### WHAT NEEDS TO BE DONE
Reproduce the following material word for word, keeping every line unchanged.

### SOURCE RECORDS
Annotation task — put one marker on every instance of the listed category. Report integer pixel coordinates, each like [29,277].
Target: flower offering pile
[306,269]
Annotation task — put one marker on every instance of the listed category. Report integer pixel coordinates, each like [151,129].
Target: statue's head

### ANSWER TO THIS EXERCISE
Annotation task — put one marker on every instance of the listed category. Report integer pixel coordinates, each like [29,277].
Target: flower offering pile
[306,269]
Annotation task — put one marker on every instance of the listed category. Report integer pixel coordinates, each like [151,129].
Target: statue's head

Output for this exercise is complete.